### [ASSIGNMENT]
Starting at the top of the data and ending with the line that holds "Return the outline of every instance of the dead", transcribe each line exactly; include both ends.

[Items from a data source]
--------------------------------
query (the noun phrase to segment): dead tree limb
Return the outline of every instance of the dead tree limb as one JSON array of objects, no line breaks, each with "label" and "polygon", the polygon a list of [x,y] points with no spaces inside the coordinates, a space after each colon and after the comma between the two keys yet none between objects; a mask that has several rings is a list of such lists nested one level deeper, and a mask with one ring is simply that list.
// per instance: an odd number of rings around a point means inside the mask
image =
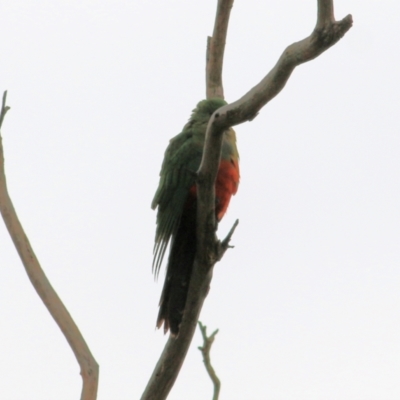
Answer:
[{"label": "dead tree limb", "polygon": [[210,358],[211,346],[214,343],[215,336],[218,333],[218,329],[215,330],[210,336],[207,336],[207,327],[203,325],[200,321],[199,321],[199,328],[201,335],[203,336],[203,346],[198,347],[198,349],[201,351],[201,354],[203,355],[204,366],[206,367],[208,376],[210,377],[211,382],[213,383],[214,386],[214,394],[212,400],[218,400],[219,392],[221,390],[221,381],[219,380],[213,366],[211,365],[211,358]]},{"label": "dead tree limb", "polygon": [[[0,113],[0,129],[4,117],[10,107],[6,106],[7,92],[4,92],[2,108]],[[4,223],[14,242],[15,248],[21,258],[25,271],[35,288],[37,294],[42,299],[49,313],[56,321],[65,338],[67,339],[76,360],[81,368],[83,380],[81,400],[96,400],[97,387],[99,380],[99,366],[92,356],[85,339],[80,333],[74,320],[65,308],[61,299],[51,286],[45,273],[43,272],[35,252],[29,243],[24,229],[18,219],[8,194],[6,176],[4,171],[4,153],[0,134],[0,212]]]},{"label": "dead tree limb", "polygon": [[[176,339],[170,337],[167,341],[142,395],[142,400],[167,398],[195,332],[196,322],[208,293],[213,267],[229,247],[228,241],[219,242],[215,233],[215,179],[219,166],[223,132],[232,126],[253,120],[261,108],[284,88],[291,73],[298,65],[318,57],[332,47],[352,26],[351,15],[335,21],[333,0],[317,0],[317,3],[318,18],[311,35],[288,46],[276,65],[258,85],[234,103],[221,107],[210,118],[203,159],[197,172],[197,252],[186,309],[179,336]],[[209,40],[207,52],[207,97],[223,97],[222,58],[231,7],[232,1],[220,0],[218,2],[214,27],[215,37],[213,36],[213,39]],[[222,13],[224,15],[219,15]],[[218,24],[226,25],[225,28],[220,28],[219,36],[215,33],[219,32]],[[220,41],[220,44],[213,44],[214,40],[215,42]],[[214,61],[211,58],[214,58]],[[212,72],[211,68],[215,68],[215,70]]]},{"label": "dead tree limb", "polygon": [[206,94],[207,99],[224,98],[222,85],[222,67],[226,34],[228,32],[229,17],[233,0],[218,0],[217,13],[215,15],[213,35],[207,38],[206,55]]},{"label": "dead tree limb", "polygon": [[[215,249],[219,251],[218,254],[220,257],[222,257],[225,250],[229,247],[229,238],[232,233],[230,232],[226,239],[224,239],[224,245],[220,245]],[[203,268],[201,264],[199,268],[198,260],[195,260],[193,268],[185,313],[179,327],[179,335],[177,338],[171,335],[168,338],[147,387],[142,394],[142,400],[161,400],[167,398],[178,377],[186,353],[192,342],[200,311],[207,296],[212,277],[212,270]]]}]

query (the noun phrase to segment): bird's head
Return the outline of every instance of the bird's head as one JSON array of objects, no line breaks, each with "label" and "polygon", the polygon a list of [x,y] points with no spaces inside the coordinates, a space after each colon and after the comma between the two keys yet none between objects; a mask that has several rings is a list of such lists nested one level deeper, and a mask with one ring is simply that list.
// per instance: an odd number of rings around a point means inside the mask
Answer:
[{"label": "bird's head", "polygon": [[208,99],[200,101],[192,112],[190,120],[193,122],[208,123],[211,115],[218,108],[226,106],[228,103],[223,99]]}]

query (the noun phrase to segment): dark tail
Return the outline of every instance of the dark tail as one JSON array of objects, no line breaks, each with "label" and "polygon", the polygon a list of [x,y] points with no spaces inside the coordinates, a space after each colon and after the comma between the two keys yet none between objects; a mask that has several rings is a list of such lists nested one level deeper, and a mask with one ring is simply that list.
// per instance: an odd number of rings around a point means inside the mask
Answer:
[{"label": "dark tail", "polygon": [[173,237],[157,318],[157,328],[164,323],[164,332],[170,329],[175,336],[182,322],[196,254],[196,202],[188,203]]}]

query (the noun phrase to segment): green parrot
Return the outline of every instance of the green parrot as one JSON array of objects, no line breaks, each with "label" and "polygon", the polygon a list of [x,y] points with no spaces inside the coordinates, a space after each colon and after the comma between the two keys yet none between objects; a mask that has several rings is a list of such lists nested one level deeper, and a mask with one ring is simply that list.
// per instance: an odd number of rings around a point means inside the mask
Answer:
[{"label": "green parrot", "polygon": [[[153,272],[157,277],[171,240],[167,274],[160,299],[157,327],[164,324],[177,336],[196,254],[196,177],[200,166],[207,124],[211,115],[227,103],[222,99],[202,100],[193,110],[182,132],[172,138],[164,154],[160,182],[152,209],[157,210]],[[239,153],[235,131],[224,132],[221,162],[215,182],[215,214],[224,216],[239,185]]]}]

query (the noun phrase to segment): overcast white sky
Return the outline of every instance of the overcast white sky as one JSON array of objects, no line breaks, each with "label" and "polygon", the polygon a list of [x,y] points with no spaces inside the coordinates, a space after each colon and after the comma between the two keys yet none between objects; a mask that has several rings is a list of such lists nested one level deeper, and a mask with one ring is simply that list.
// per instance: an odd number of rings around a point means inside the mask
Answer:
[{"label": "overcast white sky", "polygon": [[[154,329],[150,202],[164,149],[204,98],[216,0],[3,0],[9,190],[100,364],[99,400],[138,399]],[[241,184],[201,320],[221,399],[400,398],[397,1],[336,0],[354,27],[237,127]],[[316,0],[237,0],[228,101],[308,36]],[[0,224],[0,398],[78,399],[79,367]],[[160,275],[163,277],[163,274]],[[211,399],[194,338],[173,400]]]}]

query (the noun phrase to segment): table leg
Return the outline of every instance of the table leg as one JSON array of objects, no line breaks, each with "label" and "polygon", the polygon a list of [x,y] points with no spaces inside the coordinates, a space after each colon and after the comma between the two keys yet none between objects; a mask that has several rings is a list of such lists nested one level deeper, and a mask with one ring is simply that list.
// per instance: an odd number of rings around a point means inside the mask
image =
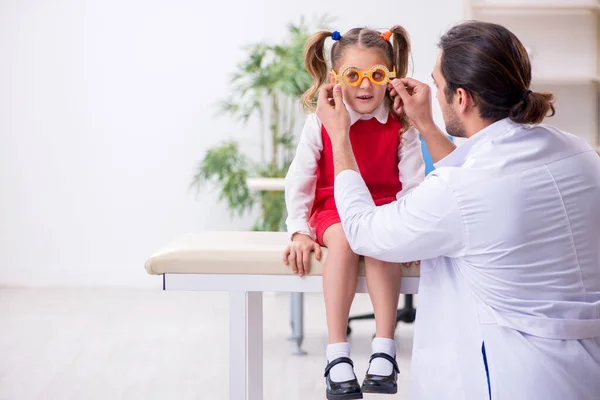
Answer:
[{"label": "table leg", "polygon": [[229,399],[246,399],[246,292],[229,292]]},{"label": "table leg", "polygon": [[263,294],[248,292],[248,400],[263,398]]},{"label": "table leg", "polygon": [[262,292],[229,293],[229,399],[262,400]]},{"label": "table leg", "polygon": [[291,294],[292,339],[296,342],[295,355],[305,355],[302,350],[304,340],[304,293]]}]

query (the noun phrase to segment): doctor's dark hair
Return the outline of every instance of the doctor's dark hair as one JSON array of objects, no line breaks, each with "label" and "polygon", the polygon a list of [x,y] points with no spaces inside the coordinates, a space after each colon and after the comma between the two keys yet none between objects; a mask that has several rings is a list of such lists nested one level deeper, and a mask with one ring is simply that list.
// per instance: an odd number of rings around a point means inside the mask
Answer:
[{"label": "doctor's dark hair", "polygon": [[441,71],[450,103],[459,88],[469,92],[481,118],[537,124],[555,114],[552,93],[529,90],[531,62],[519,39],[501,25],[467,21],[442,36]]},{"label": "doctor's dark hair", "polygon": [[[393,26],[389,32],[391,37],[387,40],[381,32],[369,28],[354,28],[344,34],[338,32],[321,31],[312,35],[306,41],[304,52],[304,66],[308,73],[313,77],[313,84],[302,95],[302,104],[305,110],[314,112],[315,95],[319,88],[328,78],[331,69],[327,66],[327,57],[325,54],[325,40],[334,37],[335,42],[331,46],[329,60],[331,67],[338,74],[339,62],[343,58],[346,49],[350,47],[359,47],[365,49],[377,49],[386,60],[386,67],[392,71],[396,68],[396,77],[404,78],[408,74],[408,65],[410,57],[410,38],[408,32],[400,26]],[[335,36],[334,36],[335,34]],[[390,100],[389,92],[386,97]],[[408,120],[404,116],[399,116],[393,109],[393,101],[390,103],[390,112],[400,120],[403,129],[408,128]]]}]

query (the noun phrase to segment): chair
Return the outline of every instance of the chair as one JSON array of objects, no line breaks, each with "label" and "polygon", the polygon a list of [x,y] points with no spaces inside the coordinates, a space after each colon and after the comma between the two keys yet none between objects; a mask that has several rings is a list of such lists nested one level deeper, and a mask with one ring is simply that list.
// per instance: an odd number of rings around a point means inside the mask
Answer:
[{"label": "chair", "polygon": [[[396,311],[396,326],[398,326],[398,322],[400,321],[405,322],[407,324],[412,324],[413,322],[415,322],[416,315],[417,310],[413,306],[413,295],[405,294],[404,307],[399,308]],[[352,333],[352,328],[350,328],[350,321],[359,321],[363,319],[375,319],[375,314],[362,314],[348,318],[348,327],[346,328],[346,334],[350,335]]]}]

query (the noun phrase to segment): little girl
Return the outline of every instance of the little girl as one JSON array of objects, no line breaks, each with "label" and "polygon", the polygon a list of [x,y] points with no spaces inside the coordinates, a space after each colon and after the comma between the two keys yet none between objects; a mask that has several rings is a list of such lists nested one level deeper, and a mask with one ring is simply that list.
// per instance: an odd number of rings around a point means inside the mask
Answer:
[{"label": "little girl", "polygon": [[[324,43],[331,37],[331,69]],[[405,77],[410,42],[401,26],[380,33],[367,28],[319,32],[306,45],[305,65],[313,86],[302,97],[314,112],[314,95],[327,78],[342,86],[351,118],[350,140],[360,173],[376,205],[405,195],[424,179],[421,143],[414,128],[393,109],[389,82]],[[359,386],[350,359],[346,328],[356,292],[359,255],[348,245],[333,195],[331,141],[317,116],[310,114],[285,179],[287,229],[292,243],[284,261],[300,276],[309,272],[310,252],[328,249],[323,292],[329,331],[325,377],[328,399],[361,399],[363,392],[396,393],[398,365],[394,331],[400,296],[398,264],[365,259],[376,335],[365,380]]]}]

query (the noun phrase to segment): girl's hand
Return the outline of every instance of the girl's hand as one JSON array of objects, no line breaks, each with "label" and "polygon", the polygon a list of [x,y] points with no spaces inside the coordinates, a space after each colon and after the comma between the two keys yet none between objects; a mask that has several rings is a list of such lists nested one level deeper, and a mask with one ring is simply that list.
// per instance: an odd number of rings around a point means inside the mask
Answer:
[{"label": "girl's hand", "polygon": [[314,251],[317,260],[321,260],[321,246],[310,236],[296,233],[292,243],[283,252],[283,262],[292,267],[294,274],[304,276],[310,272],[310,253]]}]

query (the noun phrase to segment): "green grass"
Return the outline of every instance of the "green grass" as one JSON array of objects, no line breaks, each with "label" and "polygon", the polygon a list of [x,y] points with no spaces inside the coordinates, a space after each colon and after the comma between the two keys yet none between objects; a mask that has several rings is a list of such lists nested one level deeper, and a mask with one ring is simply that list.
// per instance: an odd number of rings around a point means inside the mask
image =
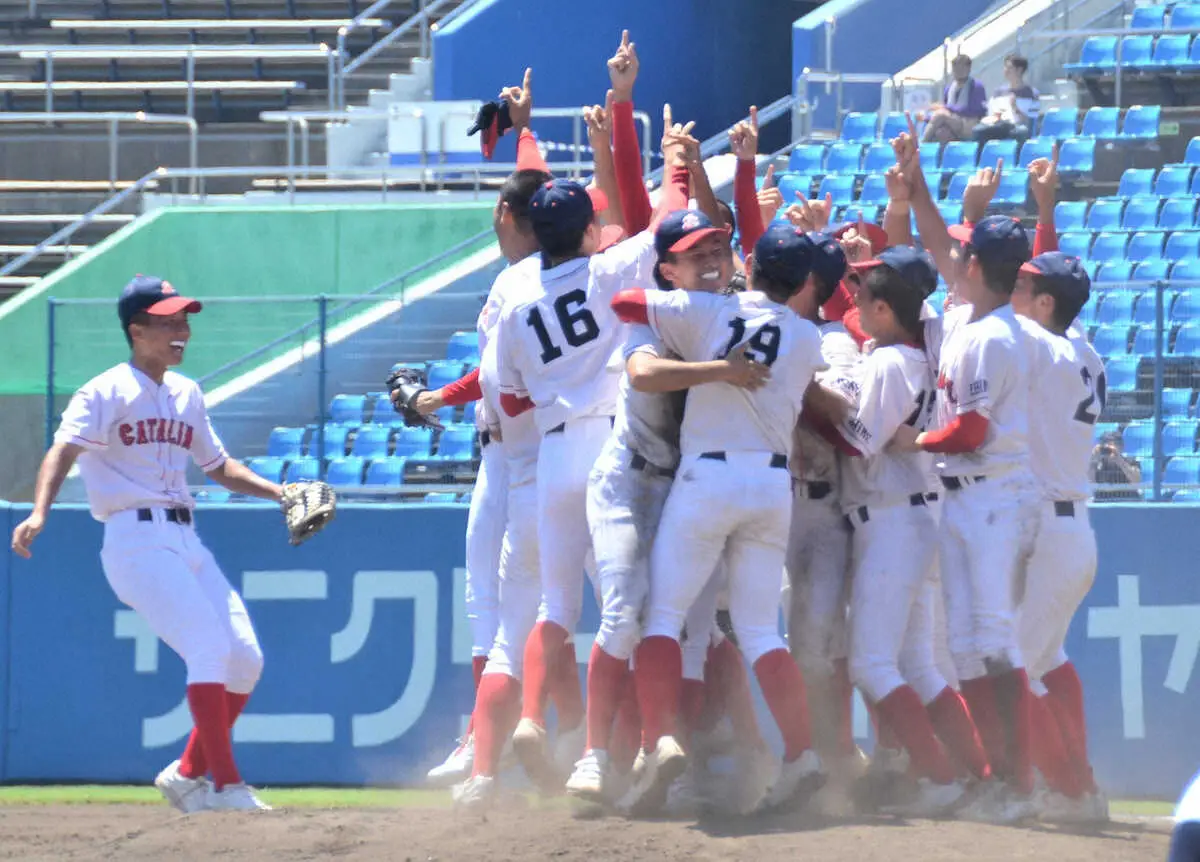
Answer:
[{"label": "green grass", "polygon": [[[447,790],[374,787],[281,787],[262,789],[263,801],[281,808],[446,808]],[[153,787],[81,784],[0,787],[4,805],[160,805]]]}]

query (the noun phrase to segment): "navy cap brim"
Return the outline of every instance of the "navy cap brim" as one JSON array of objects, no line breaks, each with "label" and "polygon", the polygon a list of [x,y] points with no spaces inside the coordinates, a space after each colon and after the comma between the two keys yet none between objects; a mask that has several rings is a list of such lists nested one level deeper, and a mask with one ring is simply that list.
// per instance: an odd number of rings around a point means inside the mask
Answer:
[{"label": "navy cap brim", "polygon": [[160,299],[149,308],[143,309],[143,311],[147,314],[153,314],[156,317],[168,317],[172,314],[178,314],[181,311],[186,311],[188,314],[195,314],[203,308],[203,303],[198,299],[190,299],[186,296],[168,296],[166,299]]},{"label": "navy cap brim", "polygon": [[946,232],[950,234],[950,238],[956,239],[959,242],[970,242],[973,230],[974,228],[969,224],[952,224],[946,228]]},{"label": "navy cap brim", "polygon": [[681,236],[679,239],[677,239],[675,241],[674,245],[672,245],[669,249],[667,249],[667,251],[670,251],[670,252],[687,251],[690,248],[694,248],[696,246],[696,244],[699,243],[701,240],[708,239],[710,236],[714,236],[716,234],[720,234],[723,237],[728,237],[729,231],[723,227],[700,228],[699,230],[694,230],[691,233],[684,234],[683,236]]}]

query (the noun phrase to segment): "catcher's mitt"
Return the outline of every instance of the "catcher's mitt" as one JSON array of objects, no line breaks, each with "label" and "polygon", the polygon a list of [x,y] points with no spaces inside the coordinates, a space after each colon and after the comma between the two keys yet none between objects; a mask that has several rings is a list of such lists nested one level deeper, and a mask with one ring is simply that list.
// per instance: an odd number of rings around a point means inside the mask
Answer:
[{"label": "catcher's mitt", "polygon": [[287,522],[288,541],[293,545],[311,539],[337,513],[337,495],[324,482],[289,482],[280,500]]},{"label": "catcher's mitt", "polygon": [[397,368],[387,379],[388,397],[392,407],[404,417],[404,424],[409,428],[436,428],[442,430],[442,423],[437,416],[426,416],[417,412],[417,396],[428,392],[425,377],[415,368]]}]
--------------------------------
### [EXPECTED ANSWER]
query (the noun phrase to segment): dead tree limb
Return the outline of every instance of the dead tree limb as one JSON array of objects, no line breaks, each with "label" and "polygon", the polygon a list of [x,y] points with no spaces inside the coordinates, a space after each colon and after the comma between the two keys yet none between objects; a mask that has several rings is a list of such lists nested one level deeper, and a mask with one ring is simply that list.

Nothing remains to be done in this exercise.